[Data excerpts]
= Beginning of Section =

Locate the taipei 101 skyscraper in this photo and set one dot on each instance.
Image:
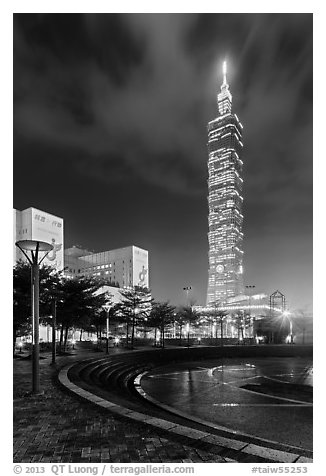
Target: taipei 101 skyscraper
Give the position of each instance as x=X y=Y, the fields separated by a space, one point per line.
x=225 y=237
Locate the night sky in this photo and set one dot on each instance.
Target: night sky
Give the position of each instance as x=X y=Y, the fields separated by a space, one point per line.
x=111 y=111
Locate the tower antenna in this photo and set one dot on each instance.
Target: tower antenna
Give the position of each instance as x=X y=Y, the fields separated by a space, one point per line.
x=224 y=73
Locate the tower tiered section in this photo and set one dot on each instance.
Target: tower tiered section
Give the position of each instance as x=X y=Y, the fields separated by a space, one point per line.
x=225 y=219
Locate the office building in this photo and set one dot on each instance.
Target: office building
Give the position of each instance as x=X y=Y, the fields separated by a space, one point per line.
x=124 y=267
x=34 y=224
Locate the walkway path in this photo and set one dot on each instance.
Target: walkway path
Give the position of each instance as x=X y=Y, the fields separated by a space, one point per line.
x=56 y=427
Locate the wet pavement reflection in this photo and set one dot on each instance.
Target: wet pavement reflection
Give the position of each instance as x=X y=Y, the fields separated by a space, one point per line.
x=269 y=398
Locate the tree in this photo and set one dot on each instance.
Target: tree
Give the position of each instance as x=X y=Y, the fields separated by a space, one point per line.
x=79 y=304
x=161 y=315
x=134 y=307
x=186 y=315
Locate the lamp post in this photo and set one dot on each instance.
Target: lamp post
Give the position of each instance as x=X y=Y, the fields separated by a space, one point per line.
x=107 y=308
x=54 y=318
x=188 y=332
x=187 y=289
x=287 y=315
x=35 y=247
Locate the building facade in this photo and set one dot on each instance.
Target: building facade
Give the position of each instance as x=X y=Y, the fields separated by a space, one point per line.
x=34 y=224
x=225 y=219
x=125 y=267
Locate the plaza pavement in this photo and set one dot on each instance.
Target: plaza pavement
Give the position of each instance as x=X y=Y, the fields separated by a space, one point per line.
x=56 y=427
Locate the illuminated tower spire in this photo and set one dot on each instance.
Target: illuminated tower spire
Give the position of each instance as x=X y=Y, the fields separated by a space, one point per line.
x=224 y=74
x=225 y=237
x=224 y=98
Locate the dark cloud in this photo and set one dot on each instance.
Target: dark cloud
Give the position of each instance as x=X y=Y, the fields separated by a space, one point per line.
x=125 y=99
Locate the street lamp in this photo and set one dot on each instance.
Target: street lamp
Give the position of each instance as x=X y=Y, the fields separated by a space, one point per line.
x=107 y=309
x=35 y=247
x=287 y=315
x=251 y=287
x=188 y=332
x=187 y=289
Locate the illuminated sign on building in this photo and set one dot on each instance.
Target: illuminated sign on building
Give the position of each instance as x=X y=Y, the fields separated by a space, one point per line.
x=34 y=224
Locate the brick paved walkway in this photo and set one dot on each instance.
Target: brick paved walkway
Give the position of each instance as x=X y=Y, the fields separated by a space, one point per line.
x=56 y=427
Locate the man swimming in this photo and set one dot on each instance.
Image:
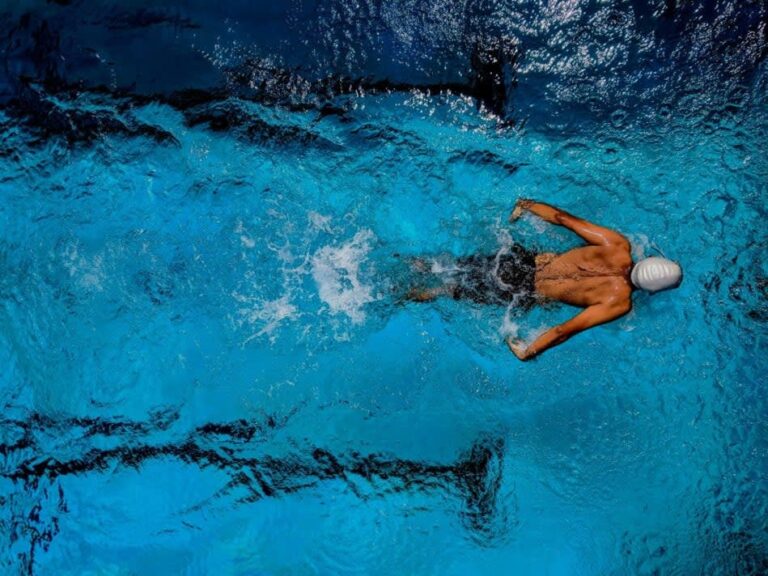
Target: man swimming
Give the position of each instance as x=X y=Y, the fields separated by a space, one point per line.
x=599 y=277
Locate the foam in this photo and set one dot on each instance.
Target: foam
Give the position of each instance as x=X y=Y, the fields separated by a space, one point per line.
x=336 y=271
x=269 y=315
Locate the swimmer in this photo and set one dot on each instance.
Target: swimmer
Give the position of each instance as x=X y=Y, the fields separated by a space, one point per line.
x=599 y=277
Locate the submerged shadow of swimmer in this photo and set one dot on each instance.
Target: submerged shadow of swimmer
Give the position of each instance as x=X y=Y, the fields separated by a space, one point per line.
x=599 y=277
x=475 y=477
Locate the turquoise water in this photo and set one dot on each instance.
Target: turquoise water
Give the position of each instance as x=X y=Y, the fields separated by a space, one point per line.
x=207 y=369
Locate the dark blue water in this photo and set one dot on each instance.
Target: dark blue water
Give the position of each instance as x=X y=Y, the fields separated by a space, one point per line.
x=206 y=212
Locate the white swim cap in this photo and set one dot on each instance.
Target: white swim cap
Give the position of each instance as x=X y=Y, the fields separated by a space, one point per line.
x=654 y=274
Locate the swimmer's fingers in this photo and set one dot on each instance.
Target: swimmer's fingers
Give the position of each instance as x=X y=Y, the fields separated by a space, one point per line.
x=517 y=347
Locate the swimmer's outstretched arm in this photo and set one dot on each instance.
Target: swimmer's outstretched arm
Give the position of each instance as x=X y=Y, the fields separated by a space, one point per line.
x=592 y=316
x=591 y=233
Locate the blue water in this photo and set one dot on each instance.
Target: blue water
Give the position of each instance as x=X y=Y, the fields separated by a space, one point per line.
x=206 y=368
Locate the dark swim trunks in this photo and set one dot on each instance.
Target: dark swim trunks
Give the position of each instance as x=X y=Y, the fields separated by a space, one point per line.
x=507 y=278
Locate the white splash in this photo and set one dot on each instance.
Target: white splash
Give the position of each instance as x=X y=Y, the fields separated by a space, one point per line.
x=336 y=270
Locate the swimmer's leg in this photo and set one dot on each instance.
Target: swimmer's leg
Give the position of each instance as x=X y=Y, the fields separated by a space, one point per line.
x=429 y=294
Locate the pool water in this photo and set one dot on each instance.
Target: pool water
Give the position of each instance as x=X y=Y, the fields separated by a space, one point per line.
x=207 y=365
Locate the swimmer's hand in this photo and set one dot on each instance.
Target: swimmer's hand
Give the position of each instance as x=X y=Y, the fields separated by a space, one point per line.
x=518 y=348
x=521 y=205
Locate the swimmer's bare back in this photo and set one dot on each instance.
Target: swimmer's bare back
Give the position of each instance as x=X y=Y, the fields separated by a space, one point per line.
x=595 y=277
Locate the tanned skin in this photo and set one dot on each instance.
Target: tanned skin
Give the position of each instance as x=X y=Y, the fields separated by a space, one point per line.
x=595 y=277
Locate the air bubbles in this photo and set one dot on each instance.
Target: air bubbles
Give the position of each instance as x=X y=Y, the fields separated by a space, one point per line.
x=619 y=118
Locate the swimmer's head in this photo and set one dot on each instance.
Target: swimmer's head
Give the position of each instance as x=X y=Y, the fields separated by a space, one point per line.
x=655 y=274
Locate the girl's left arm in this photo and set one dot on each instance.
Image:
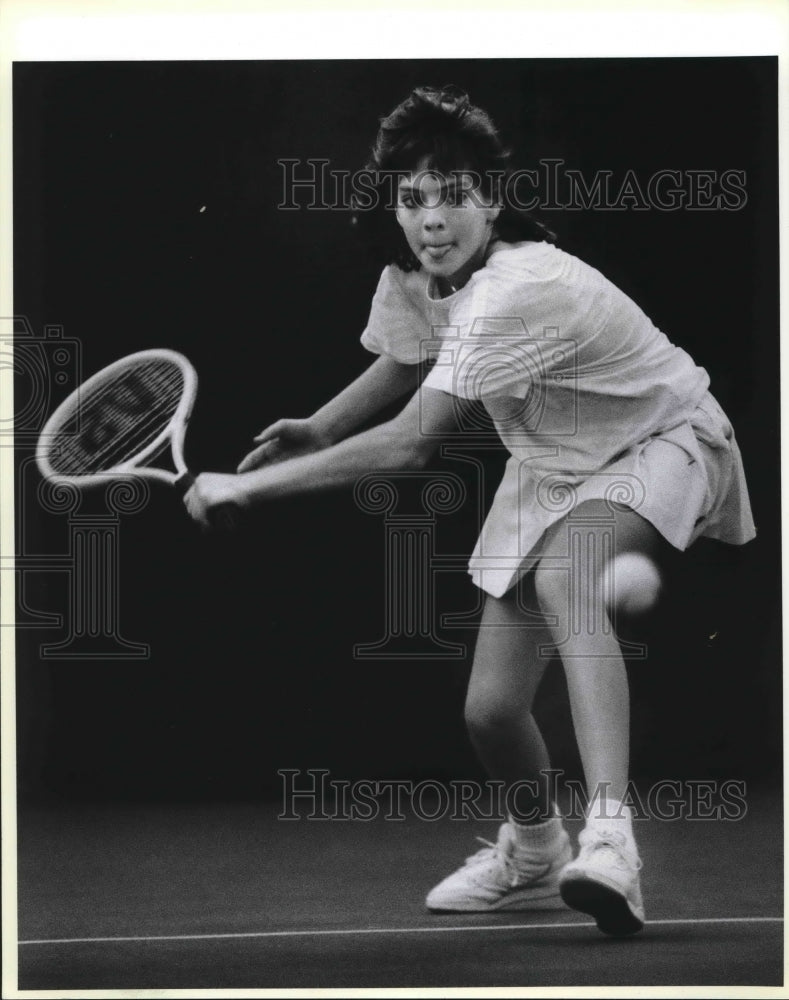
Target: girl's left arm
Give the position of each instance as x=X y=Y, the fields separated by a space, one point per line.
x=405 y=442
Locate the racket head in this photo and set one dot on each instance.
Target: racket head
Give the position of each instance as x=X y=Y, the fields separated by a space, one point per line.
x=119 y=419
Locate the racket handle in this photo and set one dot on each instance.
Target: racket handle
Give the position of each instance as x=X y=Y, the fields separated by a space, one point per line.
x=184 y=483
x=225 y=517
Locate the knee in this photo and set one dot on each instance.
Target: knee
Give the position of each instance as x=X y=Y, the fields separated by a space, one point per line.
x=490 y=716
x=552 y=587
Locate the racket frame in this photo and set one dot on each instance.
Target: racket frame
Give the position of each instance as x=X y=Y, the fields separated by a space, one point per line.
x=174 y=431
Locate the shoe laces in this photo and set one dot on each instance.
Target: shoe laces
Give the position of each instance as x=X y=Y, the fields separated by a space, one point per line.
x=502 y=860
x=612 y=841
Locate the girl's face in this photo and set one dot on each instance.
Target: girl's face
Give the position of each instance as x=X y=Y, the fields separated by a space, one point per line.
x=447 y=222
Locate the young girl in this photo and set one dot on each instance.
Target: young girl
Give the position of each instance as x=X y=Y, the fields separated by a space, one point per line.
x=616 y=446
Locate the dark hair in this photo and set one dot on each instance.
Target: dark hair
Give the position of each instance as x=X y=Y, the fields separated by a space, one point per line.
x=441 y=129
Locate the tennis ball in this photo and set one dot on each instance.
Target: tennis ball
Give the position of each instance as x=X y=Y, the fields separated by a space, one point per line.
x=631 y=583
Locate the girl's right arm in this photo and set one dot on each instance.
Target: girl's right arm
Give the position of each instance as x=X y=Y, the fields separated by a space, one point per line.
x=385 y=381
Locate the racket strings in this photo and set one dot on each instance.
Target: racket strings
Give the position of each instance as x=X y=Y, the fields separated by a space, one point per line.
x=118 y=419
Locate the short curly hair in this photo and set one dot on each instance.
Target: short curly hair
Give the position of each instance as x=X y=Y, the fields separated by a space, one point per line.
x=440 y=129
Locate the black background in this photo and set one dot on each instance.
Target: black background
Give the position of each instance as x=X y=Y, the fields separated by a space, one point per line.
x=251 y=666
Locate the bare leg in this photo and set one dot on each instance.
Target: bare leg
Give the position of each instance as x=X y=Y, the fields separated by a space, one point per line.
x=507 y=670
x=590 y=652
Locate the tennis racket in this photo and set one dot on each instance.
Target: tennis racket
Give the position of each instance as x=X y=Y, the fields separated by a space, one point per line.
x=120 y=420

= End of Section =

## Exercise requirements
Of the lines above, extract only those from the line with "Target: pool water" to the line with "Target: air bubbles", both included, exactly as written.

## Result for this exercise
Target: pool water
Give the position of each instance as x=X y=Y, the fields separated by a space, one point per line.
x=207 y=365
Locate the swimmer's hand in this photo and set one dot on each instance.
Target: swimmer's hand
Give the position of each instance as x=X y=Y, the fields separated by a space, one point per line.
x=518 y=348
x=521 y=205
Locate the swimmer's bare back in this photo and set one dot on each instance.
Target: swimmer's bare back
Give the position of each instance as x=X y=Y, the fields separated by a space, one point per line.
x=595 y=277
Locate the tanned skin in this photo and set one dot on each instance.
Target: tanned skin
Give the position of each instance as x=X y=Y, the fields separated by a space, one point per line.
x=595 y=277
Locate the air bubbles in this photo and set one dot on each instance.
Target: air bubbles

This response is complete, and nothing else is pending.